──────── SUPPLIED ENTRIES ────────

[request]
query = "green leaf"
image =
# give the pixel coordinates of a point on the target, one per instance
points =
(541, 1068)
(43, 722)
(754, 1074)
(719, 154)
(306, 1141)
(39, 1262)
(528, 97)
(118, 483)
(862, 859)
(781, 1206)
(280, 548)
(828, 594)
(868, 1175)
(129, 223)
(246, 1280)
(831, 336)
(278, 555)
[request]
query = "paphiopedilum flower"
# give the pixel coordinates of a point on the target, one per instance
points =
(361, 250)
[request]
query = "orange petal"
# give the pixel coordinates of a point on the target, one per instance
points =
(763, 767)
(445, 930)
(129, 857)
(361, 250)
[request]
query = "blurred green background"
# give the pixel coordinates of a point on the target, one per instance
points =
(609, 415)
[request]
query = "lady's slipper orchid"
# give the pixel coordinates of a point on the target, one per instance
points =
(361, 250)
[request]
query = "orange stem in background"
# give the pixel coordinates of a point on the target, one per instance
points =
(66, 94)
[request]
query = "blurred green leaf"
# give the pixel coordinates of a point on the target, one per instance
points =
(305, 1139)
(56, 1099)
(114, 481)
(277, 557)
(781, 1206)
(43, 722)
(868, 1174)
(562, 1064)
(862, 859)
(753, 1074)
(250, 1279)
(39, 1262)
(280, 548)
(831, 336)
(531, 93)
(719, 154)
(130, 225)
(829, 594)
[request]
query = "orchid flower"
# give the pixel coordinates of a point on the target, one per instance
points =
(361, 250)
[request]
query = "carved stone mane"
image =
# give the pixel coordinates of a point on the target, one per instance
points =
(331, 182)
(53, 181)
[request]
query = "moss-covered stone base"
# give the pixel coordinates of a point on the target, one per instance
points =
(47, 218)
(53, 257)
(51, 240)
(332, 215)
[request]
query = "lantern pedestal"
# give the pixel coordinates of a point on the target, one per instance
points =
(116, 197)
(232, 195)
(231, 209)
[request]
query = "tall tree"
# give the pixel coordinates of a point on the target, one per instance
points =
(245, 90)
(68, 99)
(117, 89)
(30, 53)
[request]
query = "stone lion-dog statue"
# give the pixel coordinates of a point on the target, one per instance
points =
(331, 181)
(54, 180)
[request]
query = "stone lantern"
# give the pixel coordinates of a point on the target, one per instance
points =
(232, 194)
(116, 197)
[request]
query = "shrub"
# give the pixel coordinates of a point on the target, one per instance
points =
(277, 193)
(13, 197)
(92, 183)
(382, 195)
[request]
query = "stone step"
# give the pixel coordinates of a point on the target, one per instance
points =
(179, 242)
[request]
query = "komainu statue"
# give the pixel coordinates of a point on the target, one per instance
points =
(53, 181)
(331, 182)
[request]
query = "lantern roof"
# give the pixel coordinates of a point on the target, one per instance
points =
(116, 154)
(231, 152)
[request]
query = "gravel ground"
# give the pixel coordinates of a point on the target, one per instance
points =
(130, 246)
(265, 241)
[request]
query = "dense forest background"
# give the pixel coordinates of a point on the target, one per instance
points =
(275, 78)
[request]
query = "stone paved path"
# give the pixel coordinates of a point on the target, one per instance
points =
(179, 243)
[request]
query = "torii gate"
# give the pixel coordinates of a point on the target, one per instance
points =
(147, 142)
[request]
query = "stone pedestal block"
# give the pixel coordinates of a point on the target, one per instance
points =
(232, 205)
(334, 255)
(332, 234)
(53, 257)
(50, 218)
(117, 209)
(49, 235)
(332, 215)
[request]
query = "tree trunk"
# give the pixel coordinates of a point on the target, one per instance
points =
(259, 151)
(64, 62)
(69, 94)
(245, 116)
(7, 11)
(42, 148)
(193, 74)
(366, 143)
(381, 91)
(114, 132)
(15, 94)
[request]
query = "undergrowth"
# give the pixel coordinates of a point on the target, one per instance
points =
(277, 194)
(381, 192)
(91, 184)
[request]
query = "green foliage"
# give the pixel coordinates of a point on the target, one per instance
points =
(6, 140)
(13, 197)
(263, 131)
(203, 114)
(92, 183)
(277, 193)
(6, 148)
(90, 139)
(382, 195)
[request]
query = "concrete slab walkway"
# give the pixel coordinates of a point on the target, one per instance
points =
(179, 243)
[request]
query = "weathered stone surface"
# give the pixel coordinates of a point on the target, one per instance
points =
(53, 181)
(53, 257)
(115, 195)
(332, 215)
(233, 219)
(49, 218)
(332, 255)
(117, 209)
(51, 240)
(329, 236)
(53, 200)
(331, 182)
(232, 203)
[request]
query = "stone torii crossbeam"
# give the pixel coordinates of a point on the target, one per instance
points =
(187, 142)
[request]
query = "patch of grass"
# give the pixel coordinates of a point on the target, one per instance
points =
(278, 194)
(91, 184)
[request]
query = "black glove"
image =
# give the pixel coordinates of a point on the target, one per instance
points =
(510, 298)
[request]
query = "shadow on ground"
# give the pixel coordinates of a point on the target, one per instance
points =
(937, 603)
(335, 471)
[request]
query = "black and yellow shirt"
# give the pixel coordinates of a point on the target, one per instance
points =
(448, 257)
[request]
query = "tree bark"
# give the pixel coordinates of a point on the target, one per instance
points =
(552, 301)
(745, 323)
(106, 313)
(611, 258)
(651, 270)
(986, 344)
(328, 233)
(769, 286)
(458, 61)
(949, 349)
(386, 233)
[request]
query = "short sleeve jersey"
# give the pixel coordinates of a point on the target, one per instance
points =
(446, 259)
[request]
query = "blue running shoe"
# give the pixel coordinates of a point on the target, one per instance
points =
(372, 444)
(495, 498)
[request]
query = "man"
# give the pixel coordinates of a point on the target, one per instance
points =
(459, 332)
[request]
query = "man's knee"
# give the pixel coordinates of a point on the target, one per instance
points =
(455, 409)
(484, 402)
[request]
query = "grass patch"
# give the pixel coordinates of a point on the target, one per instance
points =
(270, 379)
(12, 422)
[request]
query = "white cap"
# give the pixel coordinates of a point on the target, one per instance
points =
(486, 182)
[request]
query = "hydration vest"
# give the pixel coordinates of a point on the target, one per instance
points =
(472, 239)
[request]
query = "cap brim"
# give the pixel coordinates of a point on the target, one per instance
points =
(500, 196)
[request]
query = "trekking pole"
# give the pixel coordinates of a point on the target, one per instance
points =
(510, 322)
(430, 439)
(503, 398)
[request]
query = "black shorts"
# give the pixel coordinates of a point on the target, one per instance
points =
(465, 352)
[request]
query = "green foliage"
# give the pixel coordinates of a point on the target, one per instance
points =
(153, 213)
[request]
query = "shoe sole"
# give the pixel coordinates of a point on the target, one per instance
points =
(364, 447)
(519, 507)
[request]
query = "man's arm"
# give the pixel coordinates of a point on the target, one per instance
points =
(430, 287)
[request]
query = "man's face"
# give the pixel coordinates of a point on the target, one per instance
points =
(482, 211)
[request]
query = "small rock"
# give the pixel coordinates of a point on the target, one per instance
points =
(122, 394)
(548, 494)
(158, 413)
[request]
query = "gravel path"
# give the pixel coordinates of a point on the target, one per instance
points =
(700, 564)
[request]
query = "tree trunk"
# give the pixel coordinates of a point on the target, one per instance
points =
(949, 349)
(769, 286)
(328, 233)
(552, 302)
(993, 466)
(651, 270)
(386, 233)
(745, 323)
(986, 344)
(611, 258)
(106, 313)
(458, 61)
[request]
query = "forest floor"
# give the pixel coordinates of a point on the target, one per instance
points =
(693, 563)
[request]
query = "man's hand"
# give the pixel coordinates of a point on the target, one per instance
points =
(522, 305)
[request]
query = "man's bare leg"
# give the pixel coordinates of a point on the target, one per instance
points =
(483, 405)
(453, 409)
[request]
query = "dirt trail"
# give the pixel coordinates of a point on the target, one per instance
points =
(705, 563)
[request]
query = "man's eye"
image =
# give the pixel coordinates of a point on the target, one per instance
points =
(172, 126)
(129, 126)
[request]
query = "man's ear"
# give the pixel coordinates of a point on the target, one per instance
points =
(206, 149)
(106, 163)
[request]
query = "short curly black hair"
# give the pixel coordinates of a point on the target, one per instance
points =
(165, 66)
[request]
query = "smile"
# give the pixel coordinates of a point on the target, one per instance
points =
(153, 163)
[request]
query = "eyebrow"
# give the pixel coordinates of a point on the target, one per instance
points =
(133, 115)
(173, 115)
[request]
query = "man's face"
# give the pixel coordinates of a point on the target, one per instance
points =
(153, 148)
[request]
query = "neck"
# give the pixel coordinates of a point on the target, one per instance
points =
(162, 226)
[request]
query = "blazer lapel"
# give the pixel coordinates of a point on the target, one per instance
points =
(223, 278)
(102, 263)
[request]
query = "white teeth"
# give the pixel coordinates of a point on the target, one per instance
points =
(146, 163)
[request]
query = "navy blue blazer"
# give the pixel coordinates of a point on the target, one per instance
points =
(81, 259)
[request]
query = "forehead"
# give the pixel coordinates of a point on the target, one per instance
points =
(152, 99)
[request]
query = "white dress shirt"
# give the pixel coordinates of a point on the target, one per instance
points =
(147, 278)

────────

**WORK INSTRUCTIONS**:
Which lines in the material above contain the word "black"? Find each one and copy it in full, treating uppercase and lowercase as different.

**OUTPUT FOR THIS TASK**:
query = "black glove"
query = "black and yellow shirt"
query = "black shorts"
query = "short curly black hair"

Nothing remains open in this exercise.